* _Exercise goal_: Reproduce the entire article below on who might win "Dancing With The Stars," word for word.
══ Selection ══
Who Will Win Dancing With The Stars?

From msnbc.com:

Laying odds on ‘Dancing’: Who will win?
Osmond has the stage experience, but Hart may have the fans necessary

By Linda Holmes

Handicapping a season of "Dancing With The Stars" gets harder as every rule grows an exception. Football guys get close to the end — except Lawrence Taylor. Pretty, inoffensive young women get knocked out early — except Brooke Burke. People without name recognition have no real chance — except Gilles Marini.

There are few reliable rules anymore, so all you can do is look at who has natural advantages and disadvantages. After that, it's anyone's guess how it will play out.

In this extra-large season with its 16-member cast, let's look first at the advantages.

Stage experience: Donny Osmond has spent years doing glittery stage shows like "Joseph And The Amazing Technicolor Dreamcoat." What's more, his crafty partner, Kym Johnson, has brought out the best in an unlikely mix of hams from Jerry Springer to Joey Fatone. Especially with her help, it could work for him.

Musical background: Singers are a mixed bag, with Mel B and Joey Fatone on the high end and Belinda Carlisle and Master P … not so much. But on balance, it's always good to have rhythm, which could help Mya, Macy Gray, and Aaron Carter.
═══
══ Extracted records ══
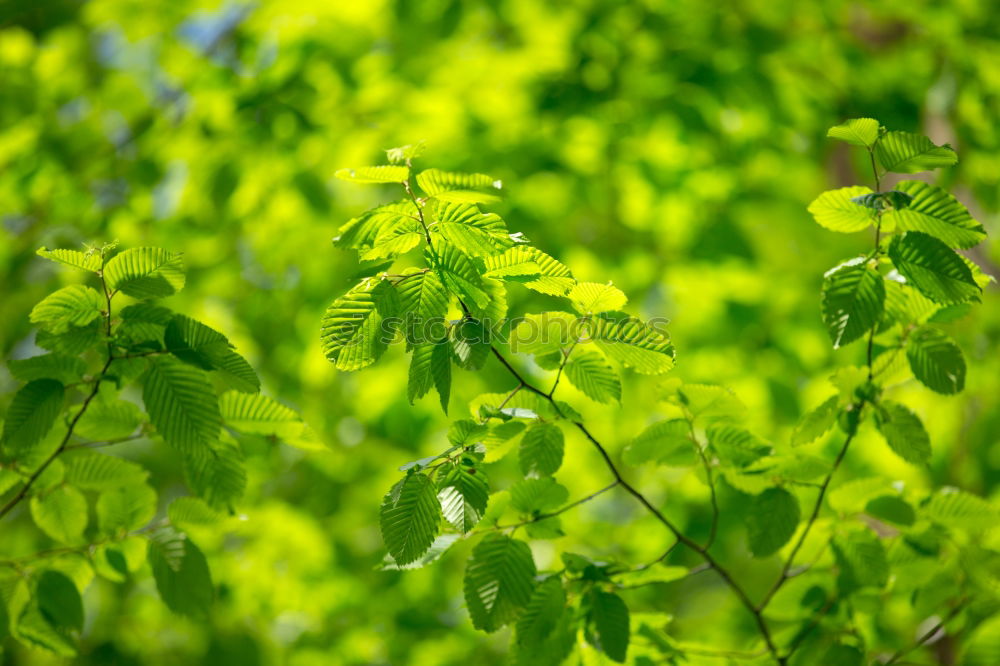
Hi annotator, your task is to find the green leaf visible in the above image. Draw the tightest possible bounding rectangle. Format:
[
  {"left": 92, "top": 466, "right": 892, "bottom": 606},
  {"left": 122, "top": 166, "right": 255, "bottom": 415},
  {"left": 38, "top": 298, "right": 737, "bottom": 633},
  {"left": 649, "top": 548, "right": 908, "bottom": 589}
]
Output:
[
  {"left": 514, "top": 576, "right": 576, "bottom": 666},
  {"left": 184, "top": 442, "right": 247, "bottom": 512},
  {"left": 29, "top": 284, "right": 107, "bottom": 334},
  {"left": 450, "top": 318, "right": 491, "bottom": 370},
  {"left": 167, "top": 497, "right": 225, "bottom": 527},
  {"left": 417, "top": 169, "right": 501, "bottom": 203},
  {"left": 31, "top": 486, "right": 87, "bottom": 543},
  {"left": 588, "top": 590, "right": 629, "bottom": 664},
  {"left": 705, "top": 423, "right": 771, "bottom": 467},
  {"left": 622, "top": 419, "right": 697, "bottom": 467},
  {"left": 510, "top": 476, "right": 569, "bottom": 514},
  {"left": 567, "top": 282, "right": 628, "bottom": 315},
  {"left": 746, "top": 488, "right": 800, "bottom": 557},
  {"left": 875, "top": 132, "right": 958, "bottom": 173},
  {"left": 407, "top": 340, "right": 451, "bottom": 414},
  {"left": 147, "top": 528, "right": 214, "bottom": 618},
  {"left": 116, "top": 303, "right": 174, "bottom": 343},
  {"left": 12, "top": 569, "right": 84, "bottom": 657},
  {"left": 35, "top": 320, "right": 104, "bottom": 356},
  {"left": 0, "top": 379, "right": 65, "bottom": 459},
  {"left": 463, "top": 533, "right": 535, "bottom": 633},
  {"left": 73, "top": 399, "right": 143, "bottom": 441},
  {"left": 809, "top": 185, "right": 875, "bottom": 233},
  {"left": 833, "top": 529, "right": 889, "bottom": 592},
  {"left": 333, "top": 165, "right": 410, "bottom": 184},
  {"left": 64, "top": 451, "right": 149, "bottom": 490},
  {"left": 379, "top": 473, "right": 441, "bottom": 565},
  {"left": 482, "top": 246, "right": 576, "bottom": 296},
  {"left": 882, "top": 180, "right": 986, "bottom": 248},
  {"left": 865, "top": 495, "right": 917, "bottom": 526},
  {"left": 97, "top": 483, "right": 156, "bottom": 535},
  {"left": 396, "top": 271, "right": 448, "bottom": 344},
  {"left": 564, "top": 352, "right": 622, "bottom": 402},
  {"left": 792, "top": 396, "right": 840, "bottom": 446},
  {"left": 923, "top": 488, "right": 1000, "bottom": 530},
  {"left": 587, "top": 312, "right": 674, "bottom": 375},
  {"left": 875, "top": 400, "right": 931, "bottom": 465},
  {"left": 427, "top": 243, "right": 490, "bottom": 308},
  {"left": 826, "top": 118, "right": 878, "bottom": 148},
  {"left": 822, "top": 263, "right": 885, "bottom": 349},
  {"left": 35, "top": 247, "right": 104, "bottom": 273},
  {"left": 333, "top": 199, "right": 423, "bottom": 249},
  {"left": 219, "top": 391, "right": 316, "bottom": 450},
  {"left": 7, "top": 353, "right": 87, "bottom": 384},
  {"left": 518, "top": 422, "right": 565, "bottom": 476},
  {"left": 438, "top": 464, "right": 490, "bottom": 534},
  {"left": 163, "top": 315, "right": 260, "bottom": 393},
  {"left": 142, "top": 356, "right": 222, "bottom": 454},
  {"left": 906, "top": 326, "right": 965, "bottom": 395},
  {"left": 104, "top": 247, "right": 184, "bottom": 300},
  {"left": 321, "top": 280, "right": 399, "bottom": 370},
  {"left": 510, "top": 312, "right": 587, "bottom": 355}
]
═══
* _Solved exercise_:
Who Will Win Dancing With The Stars?

From msnbc.com:

Laying odds on ‘Dancing’: Who will win?
Osmond has the stage experience, but Hart may have the fans necessary

By Linda Holmes

Handicapping a season of "Dancing With The Stars" gets harder as every rule grows an exception. Football guys get close to the end — except Lawrence Taylor. Pretty, inoffensive young women get knocked out early — except Brooke Burke. People without name recognition have no real chance — except Gilles Marini.

There are few reliable rules anymore, so all you can do is look at who has natural advantages and disadvantages. After that, it's anyone's guess how it will play out.

In this extra-large season with its 16-member cast, let's look first at the advantages.

Stage experience: Donny Osmond has spent years doing glittery stage shows like "Joseph And The Amazing Technicolor Dreamcoat." What's more, his crafty partner, Kym Johnson, has brought out the best in an unlikely mix of hams from Jerry Springer to Joey Fatone. Especially with her help, it could work for him.

Musical background: Singers are a mixed bag, with Mel B and Joey Fatone on the high end and Belinda Carlisle and Master P … not so much. But on balance, it's always good to have rhythm, which could help Mya, Macy Gray, and Aaron Carter.